Using the entries that follow, write out the line containing "Indicate the cowboy", the line containing "Indicate the sky in the photo above", and every line between them, exactly and nothing else.

• • • • •

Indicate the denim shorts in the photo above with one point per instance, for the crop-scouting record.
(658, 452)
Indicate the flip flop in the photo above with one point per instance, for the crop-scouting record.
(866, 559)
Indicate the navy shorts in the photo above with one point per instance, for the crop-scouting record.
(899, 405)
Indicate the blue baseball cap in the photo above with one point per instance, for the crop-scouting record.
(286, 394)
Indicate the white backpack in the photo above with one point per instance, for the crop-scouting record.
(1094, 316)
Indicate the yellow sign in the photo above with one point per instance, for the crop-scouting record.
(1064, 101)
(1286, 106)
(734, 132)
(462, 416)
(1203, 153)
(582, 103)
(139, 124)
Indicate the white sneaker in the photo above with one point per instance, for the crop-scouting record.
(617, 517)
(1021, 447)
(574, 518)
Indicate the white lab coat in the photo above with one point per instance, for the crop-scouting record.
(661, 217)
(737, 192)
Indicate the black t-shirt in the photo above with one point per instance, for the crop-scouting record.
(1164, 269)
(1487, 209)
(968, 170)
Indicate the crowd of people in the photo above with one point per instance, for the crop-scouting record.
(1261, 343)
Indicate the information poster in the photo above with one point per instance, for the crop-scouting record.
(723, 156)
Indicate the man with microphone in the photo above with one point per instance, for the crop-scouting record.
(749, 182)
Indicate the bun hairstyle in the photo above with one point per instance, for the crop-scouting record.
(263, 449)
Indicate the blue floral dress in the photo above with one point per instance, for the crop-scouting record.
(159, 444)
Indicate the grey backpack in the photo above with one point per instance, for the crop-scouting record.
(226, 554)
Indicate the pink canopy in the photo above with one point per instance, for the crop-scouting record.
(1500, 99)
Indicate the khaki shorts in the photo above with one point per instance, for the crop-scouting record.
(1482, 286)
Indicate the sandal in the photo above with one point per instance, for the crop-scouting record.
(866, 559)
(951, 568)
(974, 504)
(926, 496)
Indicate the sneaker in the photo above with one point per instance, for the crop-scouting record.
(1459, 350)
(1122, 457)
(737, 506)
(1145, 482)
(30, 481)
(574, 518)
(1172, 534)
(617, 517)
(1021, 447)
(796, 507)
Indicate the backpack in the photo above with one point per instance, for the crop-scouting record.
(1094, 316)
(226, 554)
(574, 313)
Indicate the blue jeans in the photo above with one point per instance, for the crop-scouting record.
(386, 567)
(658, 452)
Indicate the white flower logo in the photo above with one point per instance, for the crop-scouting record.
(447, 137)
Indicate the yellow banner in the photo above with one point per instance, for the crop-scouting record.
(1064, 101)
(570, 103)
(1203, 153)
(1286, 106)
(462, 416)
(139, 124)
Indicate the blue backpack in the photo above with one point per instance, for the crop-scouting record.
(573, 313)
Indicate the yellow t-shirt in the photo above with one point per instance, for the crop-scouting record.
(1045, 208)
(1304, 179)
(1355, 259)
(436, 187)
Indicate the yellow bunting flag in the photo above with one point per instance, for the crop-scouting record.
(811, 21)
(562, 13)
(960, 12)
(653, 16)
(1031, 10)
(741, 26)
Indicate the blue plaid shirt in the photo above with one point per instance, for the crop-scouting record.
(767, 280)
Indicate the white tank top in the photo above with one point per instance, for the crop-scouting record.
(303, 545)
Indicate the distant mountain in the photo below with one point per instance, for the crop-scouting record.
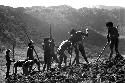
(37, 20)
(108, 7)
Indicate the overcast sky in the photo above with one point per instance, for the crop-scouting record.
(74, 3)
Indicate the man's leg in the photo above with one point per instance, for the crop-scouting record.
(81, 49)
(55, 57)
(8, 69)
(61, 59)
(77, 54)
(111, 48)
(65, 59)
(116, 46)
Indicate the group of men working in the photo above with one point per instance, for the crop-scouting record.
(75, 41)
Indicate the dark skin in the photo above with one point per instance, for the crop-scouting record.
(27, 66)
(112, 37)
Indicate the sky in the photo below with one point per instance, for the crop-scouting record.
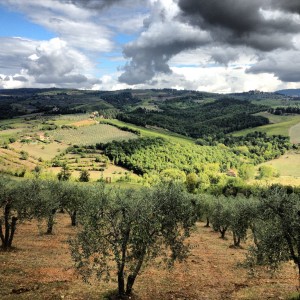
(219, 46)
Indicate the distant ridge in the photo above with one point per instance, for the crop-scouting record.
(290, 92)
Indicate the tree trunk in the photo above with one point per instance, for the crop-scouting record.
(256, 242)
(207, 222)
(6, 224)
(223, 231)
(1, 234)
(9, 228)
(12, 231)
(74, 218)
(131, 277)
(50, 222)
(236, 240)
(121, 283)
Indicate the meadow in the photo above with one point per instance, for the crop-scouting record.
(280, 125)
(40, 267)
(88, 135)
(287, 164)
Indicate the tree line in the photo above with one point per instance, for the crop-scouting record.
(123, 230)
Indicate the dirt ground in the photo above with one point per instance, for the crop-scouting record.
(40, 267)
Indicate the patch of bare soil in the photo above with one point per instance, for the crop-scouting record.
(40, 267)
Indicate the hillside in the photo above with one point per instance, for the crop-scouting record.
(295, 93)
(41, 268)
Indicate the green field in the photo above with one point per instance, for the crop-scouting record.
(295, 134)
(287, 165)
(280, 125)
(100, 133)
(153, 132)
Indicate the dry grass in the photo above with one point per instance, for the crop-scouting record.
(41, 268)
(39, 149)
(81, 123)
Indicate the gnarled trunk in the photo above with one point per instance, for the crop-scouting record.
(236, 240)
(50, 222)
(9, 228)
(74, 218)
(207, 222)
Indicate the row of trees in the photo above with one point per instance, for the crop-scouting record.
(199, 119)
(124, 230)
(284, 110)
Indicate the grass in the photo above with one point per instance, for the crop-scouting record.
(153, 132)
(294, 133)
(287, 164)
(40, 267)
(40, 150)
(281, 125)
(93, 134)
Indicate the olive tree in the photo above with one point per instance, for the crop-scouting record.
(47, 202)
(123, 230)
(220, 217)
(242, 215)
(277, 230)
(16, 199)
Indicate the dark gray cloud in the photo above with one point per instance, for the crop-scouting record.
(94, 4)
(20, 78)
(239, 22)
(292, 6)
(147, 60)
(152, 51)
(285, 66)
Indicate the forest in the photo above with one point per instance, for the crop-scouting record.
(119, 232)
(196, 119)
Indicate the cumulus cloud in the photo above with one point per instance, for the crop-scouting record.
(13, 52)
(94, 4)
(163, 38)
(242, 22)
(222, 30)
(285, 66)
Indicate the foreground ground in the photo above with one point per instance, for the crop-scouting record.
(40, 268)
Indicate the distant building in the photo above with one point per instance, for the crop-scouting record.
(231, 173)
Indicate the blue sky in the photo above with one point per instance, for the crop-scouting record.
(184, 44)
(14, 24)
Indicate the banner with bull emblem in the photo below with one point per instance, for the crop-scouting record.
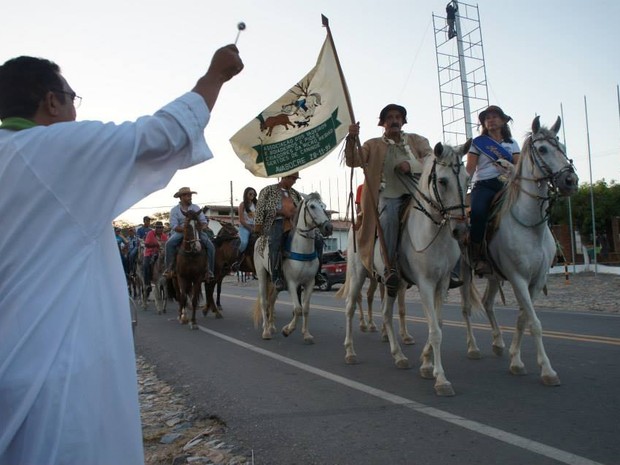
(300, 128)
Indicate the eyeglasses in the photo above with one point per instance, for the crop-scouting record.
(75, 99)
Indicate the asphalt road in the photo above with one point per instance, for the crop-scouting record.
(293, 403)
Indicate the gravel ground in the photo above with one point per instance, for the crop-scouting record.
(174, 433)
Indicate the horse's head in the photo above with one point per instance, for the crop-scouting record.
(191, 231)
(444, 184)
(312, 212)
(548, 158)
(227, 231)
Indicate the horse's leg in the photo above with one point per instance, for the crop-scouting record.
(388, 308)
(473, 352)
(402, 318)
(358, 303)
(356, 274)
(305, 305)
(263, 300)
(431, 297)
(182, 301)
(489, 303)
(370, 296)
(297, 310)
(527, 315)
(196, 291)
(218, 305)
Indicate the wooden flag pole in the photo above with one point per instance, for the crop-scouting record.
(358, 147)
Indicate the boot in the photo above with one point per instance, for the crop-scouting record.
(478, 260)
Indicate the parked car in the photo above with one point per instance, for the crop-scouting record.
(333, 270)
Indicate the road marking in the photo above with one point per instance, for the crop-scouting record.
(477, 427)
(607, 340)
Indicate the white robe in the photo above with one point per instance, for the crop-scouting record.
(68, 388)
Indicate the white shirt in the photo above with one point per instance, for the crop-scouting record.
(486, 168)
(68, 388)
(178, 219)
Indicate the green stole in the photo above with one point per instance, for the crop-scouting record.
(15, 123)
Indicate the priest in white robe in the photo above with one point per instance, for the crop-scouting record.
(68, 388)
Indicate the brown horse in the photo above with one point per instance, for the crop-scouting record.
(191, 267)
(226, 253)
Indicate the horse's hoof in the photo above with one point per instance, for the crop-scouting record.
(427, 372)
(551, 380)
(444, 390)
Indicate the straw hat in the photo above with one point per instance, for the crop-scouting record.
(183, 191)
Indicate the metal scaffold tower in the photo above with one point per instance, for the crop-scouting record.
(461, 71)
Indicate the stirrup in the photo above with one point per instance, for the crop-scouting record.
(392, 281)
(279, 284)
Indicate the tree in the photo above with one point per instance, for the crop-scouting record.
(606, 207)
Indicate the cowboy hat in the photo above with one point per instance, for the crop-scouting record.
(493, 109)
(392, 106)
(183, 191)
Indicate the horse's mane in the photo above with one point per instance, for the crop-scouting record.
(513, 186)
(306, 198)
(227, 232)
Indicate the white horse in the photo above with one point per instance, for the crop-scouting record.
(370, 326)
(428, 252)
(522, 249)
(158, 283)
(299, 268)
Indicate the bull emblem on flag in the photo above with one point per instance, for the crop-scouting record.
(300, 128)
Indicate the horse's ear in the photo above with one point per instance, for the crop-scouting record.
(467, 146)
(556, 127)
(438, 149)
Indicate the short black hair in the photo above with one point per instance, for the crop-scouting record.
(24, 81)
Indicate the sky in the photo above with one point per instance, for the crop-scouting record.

• • • • •

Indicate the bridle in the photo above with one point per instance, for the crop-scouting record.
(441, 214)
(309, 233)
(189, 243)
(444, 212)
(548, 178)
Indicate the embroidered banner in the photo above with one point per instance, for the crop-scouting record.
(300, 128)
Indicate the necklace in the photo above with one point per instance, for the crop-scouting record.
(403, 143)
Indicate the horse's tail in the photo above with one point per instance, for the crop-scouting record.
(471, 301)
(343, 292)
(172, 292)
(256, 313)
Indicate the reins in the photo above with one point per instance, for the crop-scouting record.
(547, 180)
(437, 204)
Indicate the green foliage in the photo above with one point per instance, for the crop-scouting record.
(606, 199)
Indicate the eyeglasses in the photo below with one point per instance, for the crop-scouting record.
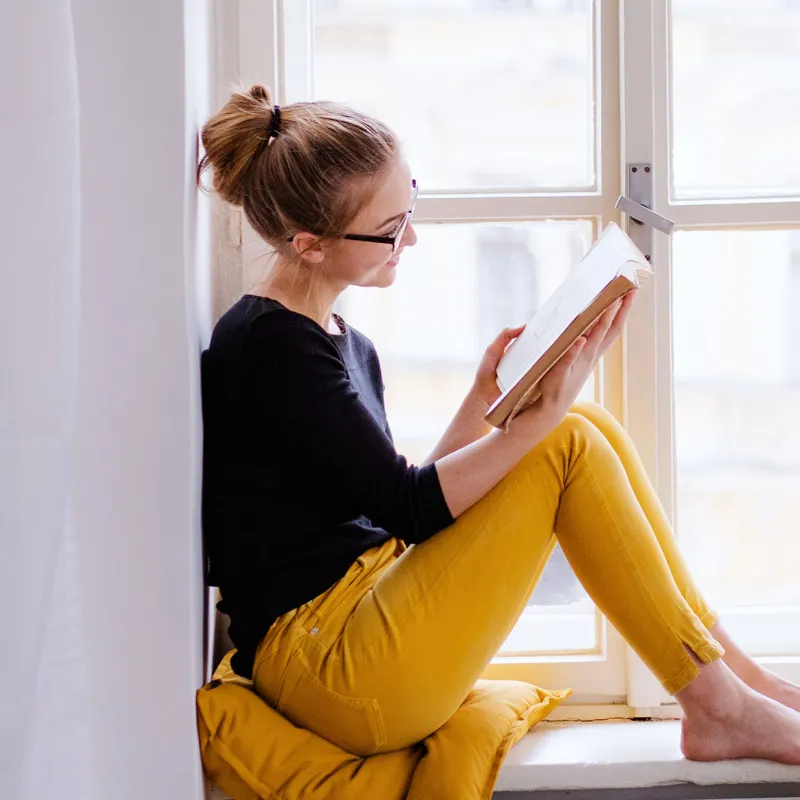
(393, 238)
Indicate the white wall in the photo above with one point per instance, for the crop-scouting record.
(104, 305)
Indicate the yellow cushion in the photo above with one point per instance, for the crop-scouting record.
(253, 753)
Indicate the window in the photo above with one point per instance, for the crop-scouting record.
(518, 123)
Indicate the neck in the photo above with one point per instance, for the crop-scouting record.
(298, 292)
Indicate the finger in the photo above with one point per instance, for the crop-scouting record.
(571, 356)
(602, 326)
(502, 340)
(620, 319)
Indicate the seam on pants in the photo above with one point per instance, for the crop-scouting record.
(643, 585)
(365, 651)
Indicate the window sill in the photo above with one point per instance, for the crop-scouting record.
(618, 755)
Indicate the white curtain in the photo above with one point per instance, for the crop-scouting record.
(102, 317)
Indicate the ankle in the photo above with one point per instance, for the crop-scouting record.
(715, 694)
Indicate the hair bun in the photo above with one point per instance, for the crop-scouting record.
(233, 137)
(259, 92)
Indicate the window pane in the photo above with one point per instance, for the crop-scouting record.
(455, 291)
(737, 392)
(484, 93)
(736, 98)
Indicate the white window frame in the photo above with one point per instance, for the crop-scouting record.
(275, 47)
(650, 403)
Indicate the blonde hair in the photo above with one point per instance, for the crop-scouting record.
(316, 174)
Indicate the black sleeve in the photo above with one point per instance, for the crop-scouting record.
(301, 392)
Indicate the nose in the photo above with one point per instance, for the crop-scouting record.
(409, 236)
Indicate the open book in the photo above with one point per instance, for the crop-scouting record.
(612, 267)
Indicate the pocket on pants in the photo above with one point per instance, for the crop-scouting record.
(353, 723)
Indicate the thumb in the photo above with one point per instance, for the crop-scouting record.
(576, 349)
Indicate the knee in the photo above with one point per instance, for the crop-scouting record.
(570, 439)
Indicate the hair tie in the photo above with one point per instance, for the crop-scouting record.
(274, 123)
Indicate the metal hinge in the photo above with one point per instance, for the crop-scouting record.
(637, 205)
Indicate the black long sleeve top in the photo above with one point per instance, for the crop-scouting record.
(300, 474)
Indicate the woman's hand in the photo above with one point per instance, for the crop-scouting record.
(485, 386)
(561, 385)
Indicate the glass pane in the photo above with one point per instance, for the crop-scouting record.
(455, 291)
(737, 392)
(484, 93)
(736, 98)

• • • • •

EXPECTED ANSWER:
Indicate the cowboy hat in the photo above with one point per instance, for the crop-scouting record.
(493, 109)
(392, 106)
(183, 191)
Indicate the horse's mane in the photo above with one point per instance, for the crop-scouting record.
(513, 186)
(306, 198)
(227, 232)
Indicate the white horse in the photo above with one point per instance, for the crop-scouting record.
(370, 326)
(428, 252)
(522, 249)
(158, 283)
(299, 268)
Indicate the bull emblem on flag in the photo above with one point per instance, for the crop-scouting record.
(300, 128)
Indicate the horse's ear in the photo above with one point per instance, for the crop-scouting record.
(467, 146)
(556, 127)
(438, 149)
Indicate the short black hair in the photo above with one point per instance, for the crop-scouting record.
(24, 81)
Indicate the sky in the photo above with one point per instance, for the crop-scouting record.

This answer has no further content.